My SSD history is limited to just a Crucial M4 that's given me nothing but issues, a Samsung 840 Evo that's been rock solid, and a WD Black2 hybrid drive that's been reliable, but very slow (and getting much slower).

I'm currently looking for a new SSD and the only things I'm really considering are Samsung, Toshiba, and maybe Intel. That being said, I'll probably give anything a try as long as it's highly reviewed.


----------



## Vlada011 (Nov 12, 2015)

I will use for OS Samsung 950 Pro. That will stay for OS for Haswell-E and Skylake-E platform.
Windows 7 and Windows 10. I would like to price of SATA III SSD drop more and 1TB to become available for lower price.
I think that price of HDD and SSD are high.
From other side Samsung 950 Pro 512GB price is OK.
Now is time to 512GB and 1TB SSD become standard and affordable for 100$-150$ Max.
No matter on speed or model. All of them are same, and last 2 years company done everything to advertised almost same SSD as better but difference among them is very hard to see normal user.
Now we need some mid class SATA III 512GB and 1TB SSD to become affordable and used for games installation.


----------



## Ebo (Nov 12, 2015)

#22

you allready have, Crucial BX100, OCZ arc, and Sandisk.


----------

__What you need to do__:
**1.** Sum up the SSD thread in three sentences.
**2.** Reproduce the part of the SSD thread that begins at the words "I'm currently looking" and stops after "for lower price.".
**3.** Turn the paragraph of the SSD thread that starts "My SSD history is limited" into a short list that keeps its main facts.
The material below isn't needed for any of this.

__Given records__:

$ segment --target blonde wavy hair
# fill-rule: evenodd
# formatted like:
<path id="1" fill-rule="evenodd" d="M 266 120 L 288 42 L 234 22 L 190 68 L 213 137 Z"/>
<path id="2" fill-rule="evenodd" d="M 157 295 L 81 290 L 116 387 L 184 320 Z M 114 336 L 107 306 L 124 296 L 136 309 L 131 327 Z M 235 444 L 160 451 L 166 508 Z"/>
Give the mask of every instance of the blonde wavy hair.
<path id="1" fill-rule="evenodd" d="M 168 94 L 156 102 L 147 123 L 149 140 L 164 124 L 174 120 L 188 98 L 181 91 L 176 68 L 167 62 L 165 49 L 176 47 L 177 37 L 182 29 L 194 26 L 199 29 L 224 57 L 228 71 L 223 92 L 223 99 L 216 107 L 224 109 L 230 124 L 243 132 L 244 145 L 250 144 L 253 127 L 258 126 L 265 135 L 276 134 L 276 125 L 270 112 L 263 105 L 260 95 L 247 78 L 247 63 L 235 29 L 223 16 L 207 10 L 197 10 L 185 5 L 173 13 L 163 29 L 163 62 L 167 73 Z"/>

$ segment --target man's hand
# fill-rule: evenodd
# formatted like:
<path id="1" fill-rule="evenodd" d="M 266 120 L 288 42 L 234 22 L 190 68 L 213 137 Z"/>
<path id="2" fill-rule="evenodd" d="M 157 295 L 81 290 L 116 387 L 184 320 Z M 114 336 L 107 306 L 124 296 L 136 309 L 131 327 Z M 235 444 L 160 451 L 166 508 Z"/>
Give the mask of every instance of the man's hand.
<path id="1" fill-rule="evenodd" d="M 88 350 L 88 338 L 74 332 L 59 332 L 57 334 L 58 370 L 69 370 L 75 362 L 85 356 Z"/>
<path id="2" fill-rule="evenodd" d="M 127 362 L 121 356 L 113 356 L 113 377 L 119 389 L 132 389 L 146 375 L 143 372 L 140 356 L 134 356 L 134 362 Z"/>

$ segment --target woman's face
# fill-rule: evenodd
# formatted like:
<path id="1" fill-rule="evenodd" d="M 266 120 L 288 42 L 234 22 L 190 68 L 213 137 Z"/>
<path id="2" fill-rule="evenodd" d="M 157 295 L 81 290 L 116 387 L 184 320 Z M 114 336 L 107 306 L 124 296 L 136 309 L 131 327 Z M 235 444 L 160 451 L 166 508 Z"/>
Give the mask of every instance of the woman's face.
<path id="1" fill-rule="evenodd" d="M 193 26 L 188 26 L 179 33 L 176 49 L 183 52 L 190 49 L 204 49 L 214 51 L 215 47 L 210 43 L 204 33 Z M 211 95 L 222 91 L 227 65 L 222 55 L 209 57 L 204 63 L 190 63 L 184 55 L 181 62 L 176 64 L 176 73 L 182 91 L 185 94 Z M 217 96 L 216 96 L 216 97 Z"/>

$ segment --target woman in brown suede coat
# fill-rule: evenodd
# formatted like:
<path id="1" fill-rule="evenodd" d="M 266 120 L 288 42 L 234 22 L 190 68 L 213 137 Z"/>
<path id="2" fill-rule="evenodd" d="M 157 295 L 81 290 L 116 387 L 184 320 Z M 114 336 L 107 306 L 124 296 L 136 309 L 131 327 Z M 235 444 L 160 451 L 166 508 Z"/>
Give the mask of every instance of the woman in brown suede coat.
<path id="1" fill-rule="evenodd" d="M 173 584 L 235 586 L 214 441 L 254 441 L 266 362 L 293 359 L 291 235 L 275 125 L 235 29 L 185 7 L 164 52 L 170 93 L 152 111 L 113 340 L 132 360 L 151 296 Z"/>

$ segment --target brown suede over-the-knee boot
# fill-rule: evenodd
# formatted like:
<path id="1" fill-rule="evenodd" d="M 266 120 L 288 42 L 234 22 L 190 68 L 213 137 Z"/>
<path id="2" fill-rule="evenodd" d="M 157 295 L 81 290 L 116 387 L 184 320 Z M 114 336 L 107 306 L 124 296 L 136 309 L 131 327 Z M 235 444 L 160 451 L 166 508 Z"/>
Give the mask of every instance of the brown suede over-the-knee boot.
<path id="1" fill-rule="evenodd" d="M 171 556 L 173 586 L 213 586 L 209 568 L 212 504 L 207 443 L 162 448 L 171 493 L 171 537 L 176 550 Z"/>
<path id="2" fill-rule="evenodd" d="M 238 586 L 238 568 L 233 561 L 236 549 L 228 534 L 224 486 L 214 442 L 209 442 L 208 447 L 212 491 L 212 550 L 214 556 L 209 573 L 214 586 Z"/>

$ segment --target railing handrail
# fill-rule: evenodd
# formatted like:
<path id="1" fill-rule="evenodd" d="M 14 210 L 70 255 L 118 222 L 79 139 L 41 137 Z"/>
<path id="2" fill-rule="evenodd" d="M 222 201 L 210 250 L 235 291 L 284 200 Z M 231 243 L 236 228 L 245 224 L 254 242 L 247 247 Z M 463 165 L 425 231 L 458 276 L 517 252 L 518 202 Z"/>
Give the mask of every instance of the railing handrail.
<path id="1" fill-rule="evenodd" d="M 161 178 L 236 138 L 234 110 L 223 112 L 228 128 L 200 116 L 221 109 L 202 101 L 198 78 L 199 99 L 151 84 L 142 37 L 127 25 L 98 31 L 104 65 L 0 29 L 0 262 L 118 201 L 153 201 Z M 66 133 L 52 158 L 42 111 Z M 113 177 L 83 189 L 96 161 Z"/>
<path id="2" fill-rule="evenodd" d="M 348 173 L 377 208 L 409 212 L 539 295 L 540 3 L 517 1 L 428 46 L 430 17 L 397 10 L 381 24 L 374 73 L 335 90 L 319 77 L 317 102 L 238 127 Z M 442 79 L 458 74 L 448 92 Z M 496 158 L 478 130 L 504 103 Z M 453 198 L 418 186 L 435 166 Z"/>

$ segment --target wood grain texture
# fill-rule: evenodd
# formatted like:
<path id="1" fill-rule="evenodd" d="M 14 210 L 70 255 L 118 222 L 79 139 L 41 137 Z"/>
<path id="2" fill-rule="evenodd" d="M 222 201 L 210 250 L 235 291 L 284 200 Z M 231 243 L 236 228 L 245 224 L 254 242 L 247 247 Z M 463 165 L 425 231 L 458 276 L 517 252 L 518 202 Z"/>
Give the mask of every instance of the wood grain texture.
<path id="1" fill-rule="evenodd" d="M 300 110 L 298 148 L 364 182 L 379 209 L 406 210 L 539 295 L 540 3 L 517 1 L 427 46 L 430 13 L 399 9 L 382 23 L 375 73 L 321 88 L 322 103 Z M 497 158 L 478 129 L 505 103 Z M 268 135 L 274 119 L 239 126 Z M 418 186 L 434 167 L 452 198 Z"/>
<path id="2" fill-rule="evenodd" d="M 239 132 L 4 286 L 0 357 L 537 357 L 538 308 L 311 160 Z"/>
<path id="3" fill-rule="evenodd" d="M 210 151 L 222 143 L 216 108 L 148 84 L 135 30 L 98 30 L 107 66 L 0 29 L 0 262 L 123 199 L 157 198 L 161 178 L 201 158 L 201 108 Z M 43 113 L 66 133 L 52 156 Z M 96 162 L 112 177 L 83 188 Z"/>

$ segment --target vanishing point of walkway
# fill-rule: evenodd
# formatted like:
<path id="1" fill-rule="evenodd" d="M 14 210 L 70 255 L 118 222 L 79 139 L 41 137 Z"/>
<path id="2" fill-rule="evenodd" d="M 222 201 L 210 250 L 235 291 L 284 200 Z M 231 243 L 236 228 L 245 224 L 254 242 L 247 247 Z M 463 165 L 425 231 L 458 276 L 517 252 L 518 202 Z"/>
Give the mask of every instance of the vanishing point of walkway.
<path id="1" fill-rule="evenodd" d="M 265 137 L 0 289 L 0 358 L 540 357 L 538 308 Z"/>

* * *

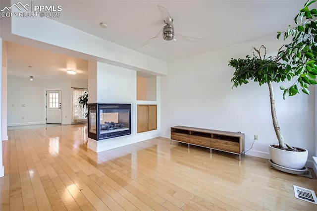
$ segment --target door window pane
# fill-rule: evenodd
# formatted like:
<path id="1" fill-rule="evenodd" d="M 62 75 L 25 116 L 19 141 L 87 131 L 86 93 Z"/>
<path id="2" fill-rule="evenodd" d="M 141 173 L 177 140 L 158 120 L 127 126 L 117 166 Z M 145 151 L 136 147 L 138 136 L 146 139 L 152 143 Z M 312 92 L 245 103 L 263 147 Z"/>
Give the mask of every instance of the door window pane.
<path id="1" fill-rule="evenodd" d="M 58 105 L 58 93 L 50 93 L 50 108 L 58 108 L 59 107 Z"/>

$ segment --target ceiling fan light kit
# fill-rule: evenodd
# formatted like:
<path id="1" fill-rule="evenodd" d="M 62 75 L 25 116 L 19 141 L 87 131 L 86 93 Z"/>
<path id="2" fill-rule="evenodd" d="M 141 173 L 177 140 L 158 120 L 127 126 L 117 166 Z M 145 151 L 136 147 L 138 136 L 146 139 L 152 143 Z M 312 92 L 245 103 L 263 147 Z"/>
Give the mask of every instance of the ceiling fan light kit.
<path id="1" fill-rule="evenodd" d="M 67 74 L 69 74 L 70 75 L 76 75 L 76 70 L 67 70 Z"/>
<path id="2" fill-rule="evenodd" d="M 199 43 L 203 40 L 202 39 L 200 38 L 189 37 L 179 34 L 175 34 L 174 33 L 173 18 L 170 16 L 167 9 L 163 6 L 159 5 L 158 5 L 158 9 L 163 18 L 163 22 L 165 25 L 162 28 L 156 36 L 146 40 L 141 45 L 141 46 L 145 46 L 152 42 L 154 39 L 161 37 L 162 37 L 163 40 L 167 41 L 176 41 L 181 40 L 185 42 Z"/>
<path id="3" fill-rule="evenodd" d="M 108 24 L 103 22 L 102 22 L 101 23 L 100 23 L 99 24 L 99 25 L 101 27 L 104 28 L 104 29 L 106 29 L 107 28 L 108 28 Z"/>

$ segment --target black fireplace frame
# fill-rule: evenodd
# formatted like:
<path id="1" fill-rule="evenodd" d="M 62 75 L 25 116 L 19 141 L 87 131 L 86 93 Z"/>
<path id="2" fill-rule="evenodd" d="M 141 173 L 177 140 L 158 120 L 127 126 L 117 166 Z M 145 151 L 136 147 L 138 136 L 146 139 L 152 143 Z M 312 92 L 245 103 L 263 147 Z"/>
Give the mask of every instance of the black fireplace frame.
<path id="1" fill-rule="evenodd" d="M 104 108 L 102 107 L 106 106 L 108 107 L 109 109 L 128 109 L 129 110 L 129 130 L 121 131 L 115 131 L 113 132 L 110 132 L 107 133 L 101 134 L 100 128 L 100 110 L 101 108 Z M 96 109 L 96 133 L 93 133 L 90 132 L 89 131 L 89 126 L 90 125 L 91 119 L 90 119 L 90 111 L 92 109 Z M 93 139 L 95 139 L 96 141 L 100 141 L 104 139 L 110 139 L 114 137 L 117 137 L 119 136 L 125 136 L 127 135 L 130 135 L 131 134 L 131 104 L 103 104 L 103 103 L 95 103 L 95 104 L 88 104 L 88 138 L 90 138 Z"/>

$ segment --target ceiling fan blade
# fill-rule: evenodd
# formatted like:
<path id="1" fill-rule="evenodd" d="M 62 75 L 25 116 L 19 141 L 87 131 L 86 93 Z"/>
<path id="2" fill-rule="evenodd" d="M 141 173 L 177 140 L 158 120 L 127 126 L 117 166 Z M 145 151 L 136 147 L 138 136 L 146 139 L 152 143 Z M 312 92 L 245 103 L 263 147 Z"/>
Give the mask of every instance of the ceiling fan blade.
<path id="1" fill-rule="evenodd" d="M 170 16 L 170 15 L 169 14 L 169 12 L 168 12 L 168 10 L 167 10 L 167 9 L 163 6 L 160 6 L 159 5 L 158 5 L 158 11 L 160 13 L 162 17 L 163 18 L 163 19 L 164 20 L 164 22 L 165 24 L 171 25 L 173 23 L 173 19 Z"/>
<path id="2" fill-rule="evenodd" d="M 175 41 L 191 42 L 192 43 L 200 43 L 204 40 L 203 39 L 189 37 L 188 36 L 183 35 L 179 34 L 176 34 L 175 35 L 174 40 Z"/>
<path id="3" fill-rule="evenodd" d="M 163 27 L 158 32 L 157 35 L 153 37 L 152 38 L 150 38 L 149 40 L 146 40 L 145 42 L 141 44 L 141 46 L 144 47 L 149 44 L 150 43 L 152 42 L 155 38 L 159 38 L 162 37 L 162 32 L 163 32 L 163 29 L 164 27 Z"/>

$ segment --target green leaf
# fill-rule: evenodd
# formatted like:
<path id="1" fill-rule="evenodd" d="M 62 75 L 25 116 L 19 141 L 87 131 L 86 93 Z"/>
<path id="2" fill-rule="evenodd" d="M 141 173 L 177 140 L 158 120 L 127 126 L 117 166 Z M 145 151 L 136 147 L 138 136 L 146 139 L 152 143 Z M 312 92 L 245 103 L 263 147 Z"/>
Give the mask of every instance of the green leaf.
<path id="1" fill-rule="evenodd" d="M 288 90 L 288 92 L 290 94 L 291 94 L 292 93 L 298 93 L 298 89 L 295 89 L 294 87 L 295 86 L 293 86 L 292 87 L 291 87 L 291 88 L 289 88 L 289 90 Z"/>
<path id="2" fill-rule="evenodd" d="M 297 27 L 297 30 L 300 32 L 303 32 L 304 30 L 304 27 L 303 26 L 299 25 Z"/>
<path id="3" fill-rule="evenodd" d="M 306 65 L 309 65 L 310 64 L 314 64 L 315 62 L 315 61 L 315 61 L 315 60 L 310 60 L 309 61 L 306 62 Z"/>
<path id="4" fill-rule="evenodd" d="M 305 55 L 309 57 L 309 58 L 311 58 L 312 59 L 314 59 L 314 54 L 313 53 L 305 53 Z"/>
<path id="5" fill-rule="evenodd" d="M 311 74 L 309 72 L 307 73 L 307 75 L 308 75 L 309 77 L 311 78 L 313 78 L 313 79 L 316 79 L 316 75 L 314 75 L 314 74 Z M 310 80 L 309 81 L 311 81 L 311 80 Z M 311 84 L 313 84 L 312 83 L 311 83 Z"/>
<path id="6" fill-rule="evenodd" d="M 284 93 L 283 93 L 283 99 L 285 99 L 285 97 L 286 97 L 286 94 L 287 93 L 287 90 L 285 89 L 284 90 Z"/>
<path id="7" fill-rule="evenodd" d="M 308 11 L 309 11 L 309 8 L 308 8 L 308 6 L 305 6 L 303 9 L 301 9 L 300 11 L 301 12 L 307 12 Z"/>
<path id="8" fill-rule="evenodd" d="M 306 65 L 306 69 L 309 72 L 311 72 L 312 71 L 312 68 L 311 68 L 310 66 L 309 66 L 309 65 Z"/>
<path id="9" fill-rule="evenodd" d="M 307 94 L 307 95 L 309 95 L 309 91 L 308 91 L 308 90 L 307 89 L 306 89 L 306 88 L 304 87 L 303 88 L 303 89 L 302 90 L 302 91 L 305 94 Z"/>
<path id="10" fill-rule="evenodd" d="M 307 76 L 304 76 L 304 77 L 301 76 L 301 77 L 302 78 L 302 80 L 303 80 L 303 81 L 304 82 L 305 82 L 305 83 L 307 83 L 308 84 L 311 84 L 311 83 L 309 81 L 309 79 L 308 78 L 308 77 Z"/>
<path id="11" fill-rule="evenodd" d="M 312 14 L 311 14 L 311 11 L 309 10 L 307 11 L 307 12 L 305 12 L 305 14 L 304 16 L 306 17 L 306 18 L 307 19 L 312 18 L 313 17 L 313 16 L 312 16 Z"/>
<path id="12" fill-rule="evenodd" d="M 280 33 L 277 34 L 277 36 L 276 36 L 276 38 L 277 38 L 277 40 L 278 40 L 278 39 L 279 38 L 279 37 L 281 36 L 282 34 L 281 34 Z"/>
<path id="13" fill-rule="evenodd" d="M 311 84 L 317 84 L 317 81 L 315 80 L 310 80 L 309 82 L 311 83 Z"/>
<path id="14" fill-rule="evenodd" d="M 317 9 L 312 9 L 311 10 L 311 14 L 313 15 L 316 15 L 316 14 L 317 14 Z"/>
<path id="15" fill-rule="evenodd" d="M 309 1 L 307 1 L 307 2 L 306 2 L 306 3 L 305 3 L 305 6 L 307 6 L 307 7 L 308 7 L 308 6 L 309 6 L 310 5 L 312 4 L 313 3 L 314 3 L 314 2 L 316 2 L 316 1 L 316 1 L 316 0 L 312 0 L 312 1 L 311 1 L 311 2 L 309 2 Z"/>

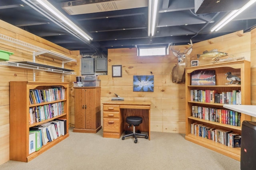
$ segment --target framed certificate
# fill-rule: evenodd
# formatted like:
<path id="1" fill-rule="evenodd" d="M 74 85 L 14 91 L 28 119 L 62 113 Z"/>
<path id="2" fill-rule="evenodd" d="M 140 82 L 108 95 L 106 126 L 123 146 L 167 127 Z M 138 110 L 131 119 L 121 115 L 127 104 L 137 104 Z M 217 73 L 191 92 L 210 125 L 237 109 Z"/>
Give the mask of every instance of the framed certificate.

==

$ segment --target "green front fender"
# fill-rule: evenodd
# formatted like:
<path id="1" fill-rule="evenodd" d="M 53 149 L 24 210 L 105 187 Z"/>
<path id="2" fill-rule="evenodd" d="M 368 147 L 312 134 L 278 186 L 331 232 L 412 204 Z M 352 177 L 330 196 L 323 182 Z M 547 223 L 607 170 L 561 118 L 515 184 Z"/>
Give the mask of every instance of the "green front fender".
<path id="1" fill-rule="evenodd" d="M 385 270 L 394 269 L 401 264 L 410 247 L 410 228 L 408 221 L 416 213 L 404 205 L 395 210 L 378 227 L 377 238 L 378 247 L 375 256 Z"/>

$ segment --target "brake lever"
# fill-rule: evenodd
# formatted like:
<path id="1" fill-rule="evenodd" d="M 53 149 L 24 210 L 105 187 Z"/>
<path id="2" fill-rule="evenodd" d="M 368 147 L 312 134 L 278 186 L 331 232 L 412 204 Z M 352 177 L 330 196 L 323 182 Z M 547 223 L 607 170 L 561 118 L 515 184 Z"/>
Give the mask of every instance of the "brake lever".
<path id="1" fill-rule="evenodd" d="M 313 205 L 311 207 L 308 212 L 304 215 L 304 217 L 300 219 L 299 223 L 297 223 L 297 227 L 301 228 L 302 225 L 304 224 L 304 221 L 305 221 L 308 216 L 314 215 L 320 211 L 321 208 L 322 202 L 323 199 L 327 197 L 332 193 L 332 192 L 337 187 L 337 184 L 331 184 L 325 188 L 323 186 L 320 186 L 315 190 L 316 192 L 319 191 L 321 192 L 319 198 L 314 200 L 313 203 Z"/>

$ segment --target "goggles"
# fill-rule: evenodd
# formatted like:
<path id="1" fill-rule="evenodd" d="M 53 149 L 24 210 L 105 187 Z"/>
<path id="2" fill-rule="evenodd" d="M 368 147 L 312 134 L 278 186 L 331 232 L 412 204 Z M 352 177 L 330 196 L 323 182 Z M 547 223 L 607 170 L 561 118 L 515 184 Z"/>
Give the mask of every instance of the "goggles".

__Answers for this exercise__:
**1.** One poster has had trouble with a Crucial M4, no problems with a Samsung 840 Evo, and a reliable but slow WD Black2 hybrid drive, and is now mainly considering Samsung, Toshiba, and maybe Intel for a new SSD. Vlada011 plans to use a Samsung 950 Pro for the OS and thinks SSD prices are high. Vlada011 wants mid-range 512GB and 1TB SATA III drives to cost $100 to $150 for game installs, and Ebo replies that the Crucial BX100, OCZ Arc, and Sandisk drives are already available.

**2.**
I'm currently looking for a new SSD and the only things I'm really considering are Samsung, Toshiba, and maybe Intel. That being said, I'll probably give anything a try as long as it's highly reviewed.


----------



## Vlada011 (Nov 12, 2015)

I will use for OS Samsung 950 Pro. That will stay for OS for Haswell-E and Skylake-E platform.
Windows 7 and Windows 10. I would like to price of SATA III SSD drop more and 1TB to become available for lower price.

**3.**
- Crucial M4: nothing but issues
- Samsung 840 Evo: rock solid
- WD Black2 hybrid drive: reliable but very slow, and getting much slower